* TEXTO EXTRAÍDO *

================

O País que cuida das suas crianças é um País abençoado por Deus, assim promovendo a                      verdadeira: “Ordem e Progresso”.

           “Feliz o povo cujo Deus é o Senhor, e a nação que escolheu por sua herança! Dos altos céus o Senhor olha e observa; Ele se inclina para olhar todos as pessoas.  Ele contempla do lugar onde reside e vê a todos os que habitam sobre a terra.  Ele formou o coração de cada um e por todos os seus atos se interessa”. (Sl 33, 13-15)

================

* ITENS BRUTOS *

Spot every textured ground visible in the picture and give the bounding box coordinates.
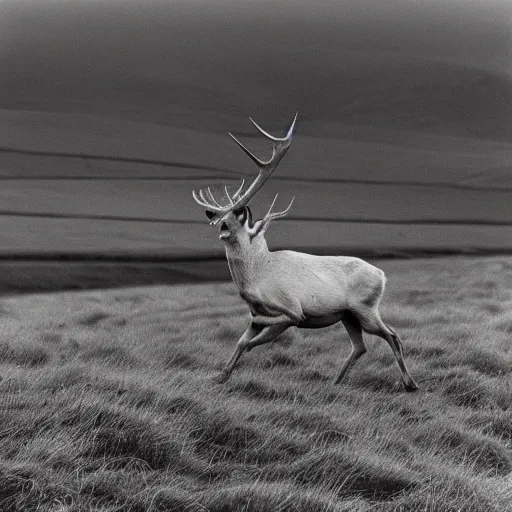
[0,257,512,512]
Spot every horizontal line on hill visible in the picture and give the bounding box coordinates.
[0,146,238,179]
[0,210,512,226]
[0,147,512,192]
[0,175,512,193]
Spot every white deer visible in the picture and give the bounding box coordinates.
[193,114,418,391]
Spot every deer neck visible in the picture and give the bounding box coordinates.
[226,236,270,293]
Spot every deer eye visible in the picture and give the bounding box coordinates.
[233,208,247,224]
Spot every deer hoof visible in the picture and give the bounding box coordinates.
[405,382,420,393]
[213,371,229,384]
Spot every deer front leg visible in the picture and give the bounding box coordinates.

================

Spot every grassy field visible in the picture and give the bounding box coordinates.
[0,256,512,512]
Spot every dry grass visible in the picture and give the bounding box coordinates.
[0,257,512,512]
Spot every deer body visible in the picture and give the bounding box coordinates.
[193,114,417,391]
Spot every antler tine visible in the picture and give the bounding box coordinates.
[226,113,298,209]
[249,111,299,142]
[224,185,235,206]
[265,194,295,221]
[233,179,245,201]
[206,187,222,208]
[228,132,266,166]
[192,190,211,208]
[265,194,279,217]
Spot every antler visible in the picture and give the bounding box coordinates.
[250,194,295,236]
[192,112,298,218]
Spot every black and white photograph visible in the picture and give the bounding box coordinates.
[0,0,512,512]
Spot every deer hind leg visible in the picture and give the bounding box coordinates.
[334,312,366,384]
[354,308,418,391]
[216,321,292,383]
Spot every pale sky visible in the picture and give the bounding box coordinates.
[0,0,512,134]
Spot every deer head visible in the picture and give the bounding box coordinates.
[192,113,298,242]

================

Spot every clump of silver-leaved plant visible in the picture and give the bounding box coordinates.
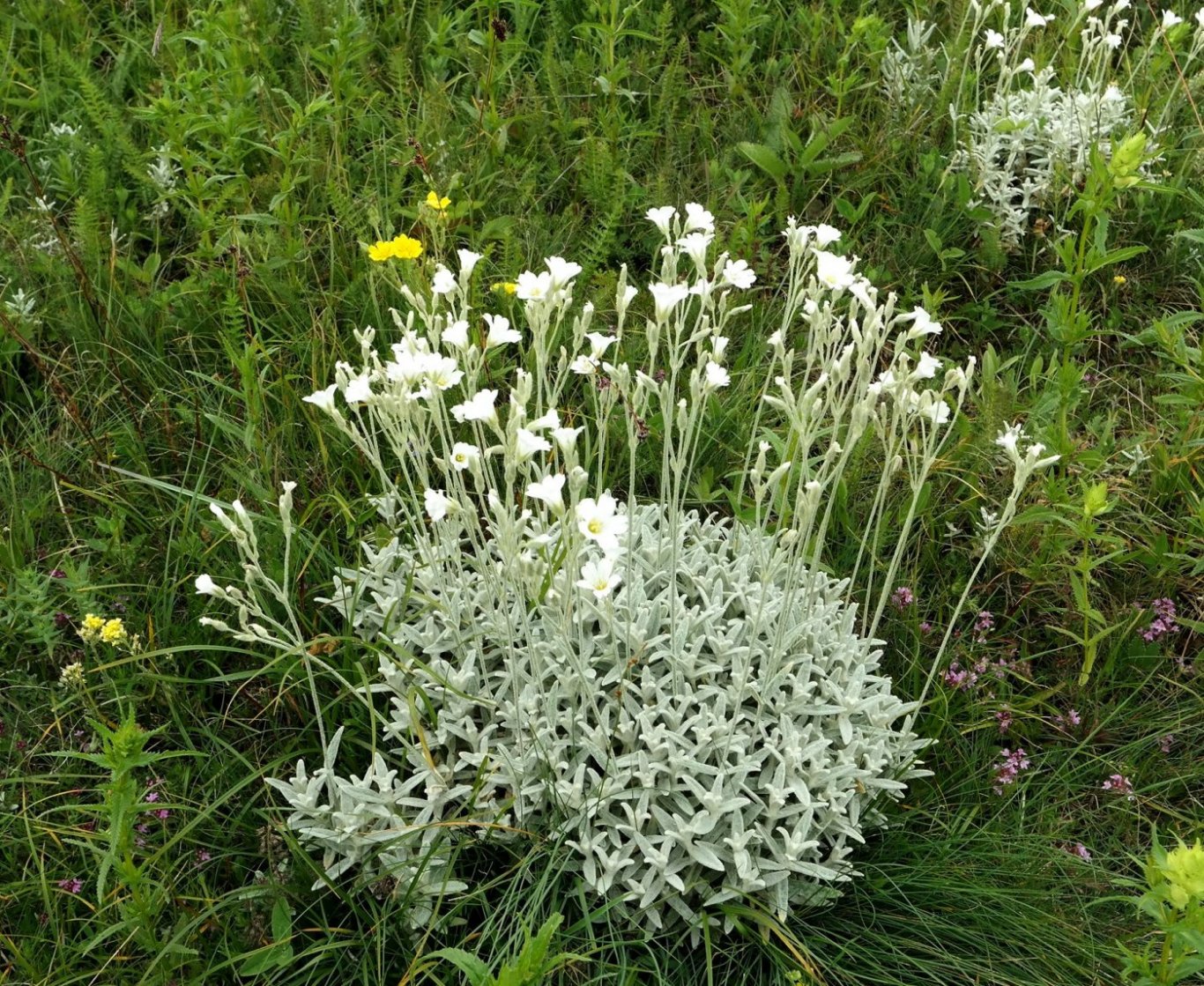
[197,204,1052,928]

================

* INSTRUÇÕES *
**a)** Reproduza literalmente o trecho do texto extraído que vai de "O País que cuida" até "(Sl 33, 13-15)", incluindo este último.
**b)** Resuma o texto extraído em duas frases.
**c)** Liste todas as ações que o texto extraído atribui ao Senhor a partir das palavras "Dos altos céus".
Os itens não têm nenhum papel nas tarefas.

* RESPOSTAS POR TAREFA *
**a)**
O País que cuida das suas crianças é um País abençoado por Deus, assim promovendo a                      verdadeira: “Ordem e Progresso”.

           “Feliz o povo cujo Deus é o Senhor, e a nação que escolheu por sua herança! Dos altos céus o Senhor olha e observa; Ele se inclina para olhar todos as pessoas.  Ele contempla do lugar onde reside e vê a todos os que habitam sobre a terra.  Ele formou o coração de cada um e por todos os seus atos se interessa”. (Sl 33, 13-15)

**b)** O texto afirma que o País que cuida das suas crianças é abençoado por Deus e assim promove a verdadeira "Ordem e Progresso". Em seguida, cita um trecho de Sl 33, 13-15, que declara feliz o povo cujo Deus é o Senhor e diz que Ele observa dos altos céus todos os que habitam sobre a terra, formou o coração de cada um e se interessa por todos os seus atos.

**c)**
- olha
- observa
- se inclina para olhar
- contempla do lugar onde reside
- vê a todos os que habitam sobre a terra
- formou o coração de cada um
- se interessa por todos os seus atos